Problem:
Once you reach the line containing "If you could mark the floor", copy it and every line after it exactly, through the end of the data below.
##### Records provided #####
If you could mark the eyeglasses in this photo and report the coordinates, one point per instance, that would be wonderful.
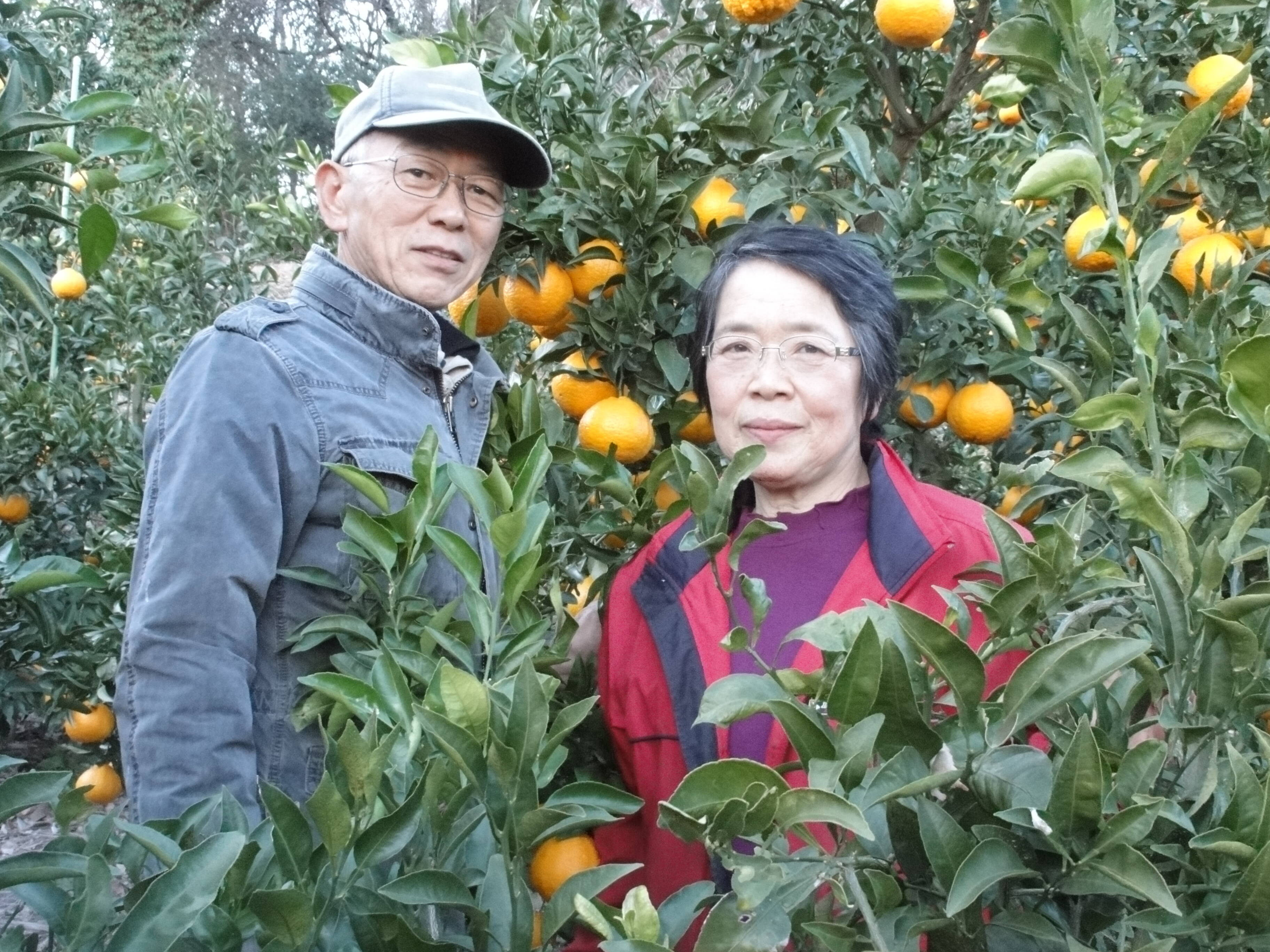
(427, 178)
(805, 352)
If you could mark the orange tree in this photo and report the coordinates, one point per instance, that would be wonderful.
(1145, 598)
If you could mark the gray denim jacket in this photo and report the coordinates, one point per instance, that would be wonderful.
(342, 372)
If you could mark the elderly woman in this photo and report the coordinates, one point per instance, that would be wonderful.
(797, 348)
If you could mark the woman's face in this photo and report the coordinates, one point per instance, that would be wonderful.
(808, 421)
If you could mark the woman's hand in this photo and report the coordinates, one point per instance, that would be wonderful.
(586, 640)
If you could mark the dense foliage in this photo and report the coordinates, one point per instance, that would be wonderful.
(1142, 819)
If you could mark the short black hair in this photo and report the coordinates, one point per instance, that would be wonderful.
(846, 270)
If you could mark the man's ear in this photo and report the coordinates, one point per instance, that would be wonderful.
(332, 183)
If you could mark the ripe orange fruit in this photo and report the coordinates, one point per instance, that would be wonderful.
(580, 600)
(714, 206)
(1011, 499)
(666, 497)
(981, 413)
(618, 422)
(69, 285)
(939, 394)
(557, 860)
(700, 428)
(91, 728)
(492, 315)
(596, 272)
(914, 23)
(1209, 76)
(1192, 224)
(104, 782)
(543, 306)
(576, 395)
(14, 508)
(1221, 249)
(1095, 261)
(755, 12)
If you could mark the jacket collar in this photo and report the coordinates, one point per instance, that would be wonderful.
(903, 531)
(394, 327)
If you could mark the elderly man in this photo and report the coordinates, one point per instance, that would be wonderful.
(352, 368)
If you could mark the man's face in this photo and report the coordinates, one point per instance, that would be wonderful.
(427, 251)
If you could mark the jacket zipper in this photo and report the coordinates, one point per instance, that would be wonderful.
(447, 403)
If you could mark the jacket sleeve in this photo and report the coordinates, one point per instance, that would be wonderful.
(232, 473)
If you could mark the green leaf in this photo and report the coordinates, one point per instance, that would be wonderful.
(18, 268)
(987, 865)
(1029, 41)
(947, 844)
(430, 888)
(586, 884)
(920, 287)
(1133, 871)
(1209, 427)
(807, 805)
(1248, 385)
(1005, 89)
(123, 140)
(956, 660)
(958, 267)
(97, 237)
(171, 215)
(1060, 170)
(1094, 466)
(292, 842)
(389, 836)
(1185, 136)
(177, 898)
(286, 914)
(331, 815)
(729, 928)
(460, 554)
(1250, 902)
(692, 264)
(1076, 803)
(41, 866)
(905, 725)
(25, 790)
(96, 104)
(1108, 412)
(737, 696)
(1058, 672)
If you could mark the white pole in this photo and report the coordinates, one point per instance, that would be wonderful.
(70, 137)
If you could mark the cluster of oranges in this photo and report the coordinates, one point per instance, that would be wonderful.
(978, 413)
(102, 782)
(1207, 247)
(544, 304)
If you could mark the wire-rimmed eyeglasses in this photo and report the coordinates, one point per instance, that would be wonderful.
(803, 352)
(427, 178)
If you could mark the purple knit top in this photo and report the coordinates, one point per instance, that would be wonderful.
(801, 568)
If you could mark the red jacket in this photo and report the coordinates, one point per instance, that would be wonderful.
(665, 620)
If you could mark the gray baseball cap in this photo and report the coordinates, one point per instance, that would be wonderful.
(404, 97)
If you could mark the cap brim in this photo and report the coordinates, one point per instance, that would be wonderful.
(524, 163)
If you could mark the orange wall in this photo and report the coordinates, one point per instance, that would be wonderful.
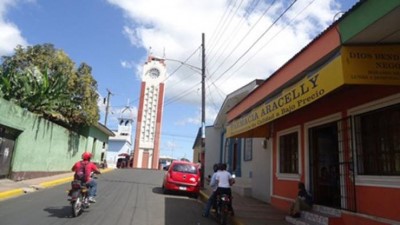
(349, 219)
(339, 101)
(386, 199)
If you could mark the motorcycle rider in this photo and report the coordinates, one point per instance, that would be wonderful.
(88, 168)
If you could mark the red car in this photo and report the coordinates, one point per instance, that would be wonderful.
(182, 176)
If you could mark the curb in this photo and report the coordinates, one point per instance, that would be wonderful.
(11, 193)
(20, 191)
(204, 197)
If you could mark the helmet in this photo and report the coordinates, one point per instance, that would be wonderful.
(215, 167)
(86, 156)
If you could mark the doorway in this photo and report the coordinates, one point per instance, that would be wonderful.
(7, 142)
(324, 165)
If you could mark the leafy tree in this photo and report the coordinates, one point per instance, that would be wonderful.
(44, 80)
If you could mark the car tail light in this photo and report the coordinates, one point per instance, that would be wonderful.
(225, 198)
(75, 185)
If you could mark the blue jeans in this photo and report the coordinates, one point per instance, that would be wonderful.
(210, 202)
(92, 184)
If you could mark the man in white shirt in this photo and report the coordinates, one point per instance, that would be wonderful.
(225, 181)
(213, 185)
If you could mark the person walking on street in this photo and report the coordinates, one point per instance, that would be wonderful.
(224, 182)
(213, 185)
(302, 202)
(83, 170)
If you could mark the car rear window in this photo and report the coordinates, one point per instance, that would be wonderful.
(185, 168)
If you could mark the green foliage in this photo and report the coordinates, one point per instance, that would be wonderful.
(44, 80)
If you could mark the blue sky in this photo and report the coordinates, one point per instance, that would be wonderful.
(245, 40)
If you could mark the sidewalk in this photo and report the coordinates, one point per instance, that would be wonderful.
(250, 211)
(10, 188)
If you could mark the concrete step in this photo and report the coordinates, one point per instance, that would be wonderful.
(327, 210)
(319, 215)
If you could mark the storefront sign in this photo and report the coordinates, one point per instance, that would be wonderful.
(377, 65)
(372, 64)
(304, 92)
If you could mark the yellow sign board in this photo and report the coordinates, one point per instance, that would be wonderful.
(304, 92)
(357, 65)
(371, 64)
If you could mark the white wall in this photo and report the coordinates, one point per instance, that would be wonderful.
(213, 144)
(261, 170)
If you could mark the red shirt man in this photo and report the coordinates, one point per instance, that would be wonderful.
(89, 168)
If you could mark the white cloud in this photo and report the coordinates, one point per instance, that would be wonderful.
(10, 35)
(240, 46)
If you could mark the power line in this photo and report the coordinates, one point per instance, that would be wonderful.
(258, 39)
(268, 42)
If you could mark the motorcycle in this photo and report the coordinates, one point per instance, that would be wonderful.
(79, 196)
(223, 202)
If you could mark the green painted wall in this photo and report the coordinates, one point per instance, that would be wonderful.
(367, 13)
(43, 146)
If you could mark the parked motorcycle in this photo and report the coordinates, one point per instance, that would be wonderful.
(79, 196)
(223, 202)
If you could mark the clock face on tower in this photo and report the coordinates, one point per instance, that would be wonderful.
(154, 72)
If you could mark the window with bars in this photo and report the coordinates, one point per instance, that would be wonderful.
(377, 136)
(288, 153)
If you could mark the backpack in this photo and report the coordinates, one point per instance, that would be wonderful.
(81, 173)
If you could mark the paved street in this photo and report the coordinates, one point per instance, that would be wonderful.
(124, 197)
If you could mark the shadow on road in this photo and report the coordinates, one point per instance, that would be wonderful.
(59, 212)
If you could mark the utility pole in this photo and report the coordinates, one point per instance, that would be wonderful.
(203, 108)
(107, 106)
(203, 88)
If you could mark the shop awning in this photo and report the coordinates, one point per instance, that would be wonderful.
(356, 65)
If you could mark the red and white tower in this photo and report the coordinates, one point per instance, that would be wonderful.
(149, 120)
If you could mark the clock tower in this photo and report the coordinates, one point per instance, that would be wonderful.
(147, 139)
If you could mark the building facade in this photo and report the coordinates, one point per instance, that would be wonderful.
(120, 146)
(150, 110)
(332, 115)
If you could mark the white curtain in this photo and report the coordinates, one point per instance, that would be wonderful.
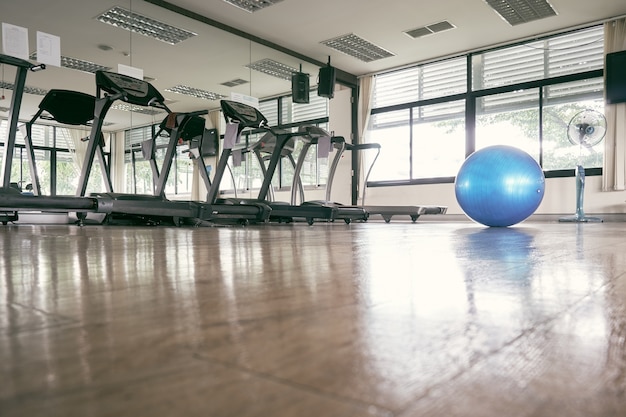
(366, 91)
(614, 167)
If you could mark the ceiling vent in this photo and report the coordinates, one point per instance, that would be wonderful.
(252, 6)
(273, 68)
(195, 92)
(357, 47)
(150, 111)
(430, 29)
(137, 23)
(77, 64)
(235, 82)
(516, 12)
(28, 90)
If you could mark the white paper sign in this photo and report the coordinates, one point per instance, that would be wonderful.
(130, 71)
(48, 49)
(323, 147)
(14, 41)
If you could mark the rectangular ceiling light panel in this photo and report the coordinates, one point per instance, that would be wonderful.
(357, 47)
(235, 82)
(134, 22)
(195, 92)
(273, 68)
(252, 6)
(430, 29)
(516, 12)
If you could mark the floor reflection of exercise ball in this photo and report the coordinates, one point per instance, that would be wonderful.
(499, 186)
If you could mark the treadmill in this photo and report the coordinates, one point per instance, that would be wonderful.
(6, 188)
(313, 135)
(145, 209)
(239, 117)
(386, 212)
(112, 87)
(66, 107)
#####
Reply to the task:
If you could mark the floor reflection of exercise ball in this photo and report the coordinates, one point per instance, that would be wonderful.
(499, 186)
If you could mark the treadmill in this photo and report the coordinates, one point per instance, that would be wonderful.
(6, 188)
(313, 135)
(145, 209)
(239, 117)
(386, 212)
(112, 87)
(66, 107)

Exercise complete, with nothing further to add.